- Exercise objective -
Reproduce the rows below verbatim, line for line.

[Dataset entries]
╭──

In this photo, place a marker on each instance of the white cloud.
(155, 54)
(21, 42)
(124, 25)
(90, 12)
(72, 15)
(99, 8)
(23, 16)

╰──

- Complete response -
In this photo, place a marker on each instance of the white cloud.
(155, 54)
(21, 42)
(124, 25)
(90, 12)
(72, 15)
(99, 8)
(23, 16)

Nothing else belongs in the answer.